Document passage
++++
Check each egg before you eat it. Mikelangelo told us he was hatched from one (an indeterminate time after a frenzied splicing of his parents), and dipping your spoon into something similar would be a disturbing way to start your day. It was alarming enough entertaining the now full-grown Balkan singer on my knee; another beleaguered audience member had to wear him on his shoulders.

Mikelangelo and the Black Sea Gentlemen are not so much a band as a fully-fledged philosophy played out on stage to musical accompaniment. That philosophy – in a nutshell, and allowing for cultural discrepancies – is that death is inevitable, possibly imminent, and probably involves an eternity in a slow-combustion stove. There’s nothing quite like Balkan nihilism layered with half-baked cowboy revenge tragedy.

As ever Mikelangelo’s accomplices were the sort with whom Ivan Milat probably played cards and Simon Gittany may have swapped girlfriends. These are gentlemen whose effect of small dogs is similar to wrathful thunderstorms, yet who extract the most dulcet sounds from innocent musical instruments – possibly under threat of torture.

So around Mikelangelo’s imposing baritone – a major influence on Elvis Presley (or vice versa) – came Rufino’s disarmingly mellifluous fiddle, The Great Muldavio’s clarinet (complete with woody echoes of Acker Bilk), Guido Libido’s accordion (and flaring silent-movie eyes) and Little Ivan’s big double bass.

They may be throw-backs to a forgotten gene pool, but they command the transformational wizardry to change from Gypsies to cowboys at the whim of a song title, and Ten Long Years in the Saddle was a complete spaghetti western condensed into a hit single that never was.

Despite being capable of scaring grown men into discovering religion Mikelangelo is also cunning enough to have assembled not just four fine players, but four potential front-gentlemen, each of whom had his moment in the pale sun. Is this the funniest band in the country? That’s best answered on a postcard when far, far away.
++++
Region pointing data:

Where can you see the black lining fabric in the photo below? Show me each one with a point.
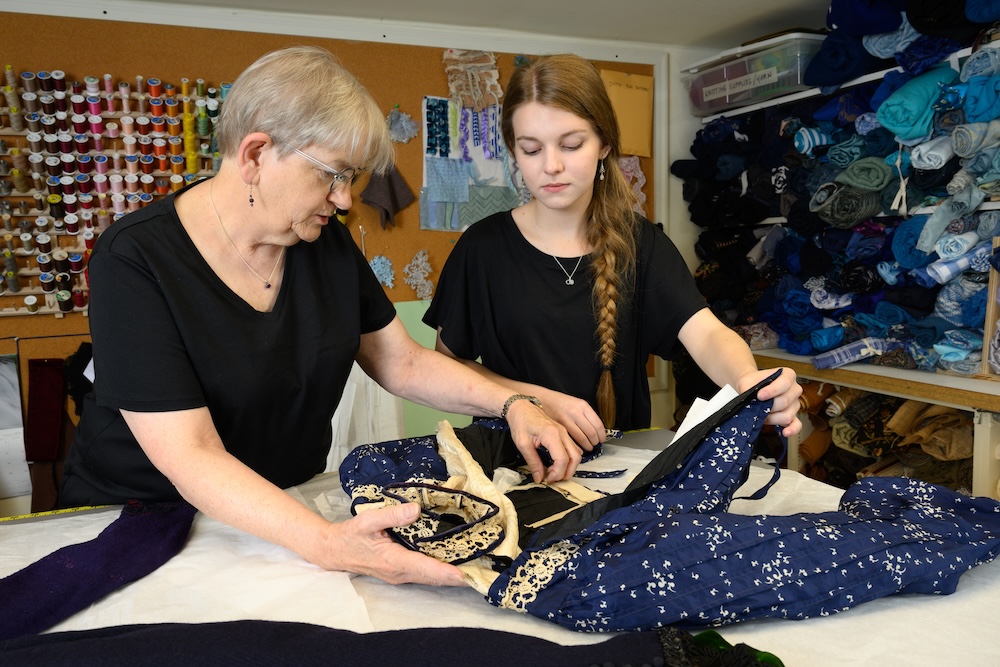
(663, 463)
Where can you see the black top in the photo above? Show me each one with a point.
(504, 301)
(168, 335)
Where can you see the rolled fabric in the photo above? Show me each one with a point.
(850, 206)
(846, 354)
(982, 100)
(982, 11)
(946, 271)
(885, 45)
(826, 339)
(989, 224)
(808, 138)
(970, 138)
(908, 111)
(954, 207)
(932, 154)
(841, 57)
(904, 241)
(953, 246)
(962, 179)
(984, 62)
(846, 152)
(868, 173)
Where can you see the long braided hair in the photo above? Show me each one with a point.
(571, 83)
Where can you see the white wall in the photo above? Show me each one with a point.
(671, 109)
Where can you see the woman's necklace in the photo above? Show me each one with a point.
(569, 274)
(281, 253)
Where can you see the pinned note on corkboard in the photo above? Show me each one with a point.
(632, 97)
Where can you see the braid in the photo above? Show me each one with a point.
(611, 233)
(606, 281)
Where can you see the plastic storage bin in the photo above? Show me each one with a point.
++++
Task
Please reproduce the stretch of the concert review from "So around Mikelangelo’s" through "big double bass.", word for word.

Your solution
So around Mikelangelo’s imposing baritone – a major influence on Elvis Presley (or vice versa) – came Rufino’s disarmingly mellifluous fiddle, The Great Muldavio’s clarinet (complete with woody echoes of Acker Bilk), Guido Libido’s accordion (and flaring silent-movie eyes) and Little Ivan’s big double bass.